> _Task to complete_: Show each line of the records below that contains the string "rickshaw", copying every such line in full.

> _Extracted records_:
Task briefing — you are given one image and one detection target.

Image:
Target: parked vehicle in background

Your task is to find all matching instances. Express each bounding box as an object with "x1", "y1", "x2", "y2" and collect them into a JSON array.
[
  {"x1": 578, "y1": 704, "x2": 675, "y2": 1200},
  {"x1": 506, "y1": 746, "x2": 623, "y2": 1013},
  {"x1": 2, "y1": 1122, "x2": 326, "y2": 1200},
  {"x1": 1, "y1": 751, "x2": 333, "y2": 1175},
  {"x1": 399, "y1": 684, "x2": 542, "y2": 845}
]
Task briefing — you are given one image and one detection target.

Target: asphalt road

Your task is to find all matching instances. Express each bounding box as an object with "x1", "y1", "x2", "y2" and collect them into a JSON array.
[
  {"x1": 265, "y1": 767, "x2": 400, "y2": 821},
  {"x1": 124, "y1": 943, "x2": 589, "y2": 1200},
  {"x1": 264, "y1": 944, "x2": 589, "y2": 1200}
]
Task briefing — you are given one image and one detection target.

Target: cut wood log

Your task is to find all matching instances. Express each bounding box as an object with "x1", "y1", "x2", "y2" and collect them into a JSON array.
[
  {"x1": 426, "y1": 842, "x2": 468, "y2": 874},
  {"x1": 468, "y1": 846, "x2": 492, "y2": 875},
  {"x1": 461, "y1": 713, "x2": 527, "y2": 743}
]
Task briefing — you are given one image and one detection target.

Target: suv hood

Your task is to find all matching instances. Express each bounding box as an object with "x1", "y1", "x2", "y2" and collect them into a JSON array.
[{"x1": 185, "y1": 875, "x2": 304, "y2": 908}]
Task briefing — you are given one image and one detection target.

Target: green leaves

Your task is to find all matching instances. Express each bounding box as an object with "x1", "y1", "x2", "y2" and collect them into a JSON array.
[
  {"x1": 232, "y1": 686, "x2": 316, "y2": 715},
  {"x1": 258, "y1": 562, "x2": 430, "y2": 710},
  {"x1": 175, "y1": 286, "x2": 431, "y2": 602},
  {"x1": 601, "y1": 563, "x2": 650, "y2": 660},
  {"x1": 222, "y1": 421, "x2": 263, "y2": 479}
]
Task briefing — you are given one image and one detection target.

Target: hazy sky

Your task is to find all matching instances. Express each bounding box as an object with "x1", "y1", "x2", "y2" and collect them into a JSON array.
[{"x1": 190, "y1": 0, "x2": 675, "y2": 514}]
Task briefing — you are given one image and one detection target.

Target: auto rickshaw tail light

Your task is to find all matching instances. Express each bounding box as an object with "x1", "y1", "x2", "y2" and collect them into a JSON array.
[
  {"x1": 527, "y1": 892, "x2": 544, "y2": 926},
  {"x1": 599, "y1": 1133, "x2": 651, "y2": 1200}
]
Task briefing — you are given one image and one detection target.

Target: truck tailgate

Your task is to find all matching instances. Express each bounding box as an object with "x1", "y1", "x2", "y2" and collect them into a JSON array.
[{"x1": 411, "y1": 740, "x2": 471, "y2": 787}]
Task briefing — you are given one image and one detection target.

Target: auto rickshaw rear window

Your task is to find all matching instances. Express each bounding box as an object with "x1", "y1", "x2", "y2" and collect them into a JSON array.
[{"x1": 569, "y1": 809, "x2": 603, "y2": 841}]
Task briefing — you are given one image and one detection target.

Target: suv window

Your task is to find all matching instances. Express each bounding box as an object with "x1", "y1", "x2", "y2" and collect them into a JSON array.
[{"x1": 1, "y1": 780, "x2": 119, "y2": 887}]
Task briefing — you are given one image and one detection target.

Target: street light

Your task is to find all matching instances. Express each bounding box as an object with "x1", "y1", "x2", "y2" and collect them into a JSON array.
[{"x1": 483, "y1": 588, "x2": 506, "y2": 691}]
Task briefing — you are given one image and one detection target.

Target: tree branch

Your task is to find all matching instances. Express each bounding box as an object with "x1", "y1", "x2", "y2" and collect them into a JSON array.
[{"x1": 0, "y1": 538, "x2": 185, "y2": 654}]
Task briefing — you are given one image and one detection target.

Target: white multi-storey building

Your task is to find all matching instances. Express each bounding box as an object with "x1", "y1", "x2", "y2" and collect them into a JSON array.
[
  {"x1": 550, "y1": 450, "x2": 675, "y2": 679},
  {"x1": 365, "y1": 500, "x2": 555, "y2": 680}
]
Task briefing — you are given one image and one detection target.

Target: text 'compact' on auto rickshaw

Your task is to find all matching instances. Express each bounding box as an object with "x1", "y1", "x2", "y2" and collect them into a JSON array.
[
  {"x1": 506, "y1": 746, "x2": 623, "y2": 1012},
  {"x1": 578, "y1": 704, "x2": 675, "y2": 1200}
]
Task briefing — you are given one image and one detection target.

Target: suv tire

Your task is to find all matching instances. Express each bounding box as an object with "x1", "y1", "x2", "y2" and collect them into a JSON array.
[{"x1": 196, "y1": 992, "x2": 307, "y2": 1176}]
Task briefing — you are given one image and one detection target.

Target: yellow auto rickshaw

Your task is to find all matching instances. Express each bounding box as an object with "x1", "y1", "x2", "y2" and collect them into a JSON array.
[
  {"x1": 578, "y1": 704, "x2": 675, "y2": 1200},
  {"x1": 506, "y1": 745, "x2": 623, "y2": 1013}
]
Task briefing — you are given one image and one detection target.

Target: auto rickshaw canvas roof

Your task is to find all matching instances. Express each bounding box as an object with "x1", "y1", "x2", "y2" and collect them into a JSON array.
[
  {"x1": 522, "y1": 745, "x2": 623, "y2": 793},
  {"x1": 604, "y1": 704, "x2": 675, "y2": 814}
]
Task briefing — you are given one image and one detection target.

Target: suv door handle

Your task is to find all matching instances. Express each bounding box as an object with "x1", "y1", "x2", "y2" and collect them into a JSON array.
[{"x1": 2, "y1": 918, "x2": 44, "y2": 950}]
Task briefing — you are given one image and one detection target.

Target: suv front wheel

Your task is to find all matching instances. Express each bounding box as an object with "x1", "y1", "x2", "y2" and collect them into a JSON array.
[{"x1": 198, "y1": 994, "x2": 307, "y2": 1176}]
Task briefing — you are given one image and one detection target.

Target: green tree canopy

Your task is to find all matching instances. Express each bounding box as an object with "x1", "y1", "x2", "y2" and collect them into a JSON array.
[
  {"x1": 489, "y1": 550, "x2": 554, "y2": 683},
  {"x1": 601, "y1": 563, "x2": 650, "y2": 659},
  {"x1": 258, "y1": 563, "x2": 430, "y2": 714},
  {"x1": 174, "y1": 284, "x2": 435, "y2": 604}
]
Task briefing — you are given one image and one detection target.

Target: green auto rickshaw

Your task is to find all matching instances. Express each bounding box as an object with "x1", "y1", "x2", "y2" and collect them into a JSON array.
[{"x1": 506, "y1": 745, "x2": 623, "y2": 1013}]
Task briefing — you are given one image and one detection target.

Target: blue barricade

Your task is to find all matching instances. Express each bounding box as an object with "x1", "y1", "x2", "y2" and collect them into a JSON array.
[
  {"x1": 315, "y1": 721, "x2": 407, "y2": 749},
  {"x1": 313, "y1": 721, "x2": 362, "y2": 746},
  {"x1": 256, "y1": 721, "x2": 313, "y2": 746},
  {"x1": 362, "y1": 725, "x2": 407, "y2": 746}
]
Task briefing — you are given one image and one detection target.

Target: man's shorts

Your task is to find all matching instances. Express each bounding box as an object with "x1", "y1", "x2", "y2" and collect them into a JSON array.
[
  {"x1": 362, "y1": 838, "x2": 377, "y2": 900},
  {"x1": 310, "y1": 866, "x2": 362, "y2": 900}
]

> _Task output_:
Target: auto rickshaw tail light
Target: auto rickshaw rear window
Target: text 'compact' on auto rickshaw
Target: yellow auto rickshaw
Target: auto rickshaw canvas roof
Target: green auto rickshaw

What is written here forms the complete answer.